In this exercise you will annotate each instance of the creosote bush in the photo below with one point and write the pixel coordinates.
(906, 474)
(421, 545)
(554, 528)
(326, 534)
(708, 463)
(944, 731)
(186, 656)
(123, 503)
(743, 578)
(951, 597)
+---+
▶ _GOAL_: Render the entries above as a JSON list of strings, one string for each line, leaving out blank lines.

▶ _FINAL RESULT_:
[
  "In this exercise you will annotate each instance of the creosote bush in the photo below with one point and write the pixel coordinates.",
  "(906, 474)",
  "(421, 545)",
  "(554, 528)",
  "(326, 534)",
  "(708, 463)",
  "(944, 731)",
  "(186, 656)",
  "(123, 503)",
  "(743, 578)",
  "(951, 597)"
]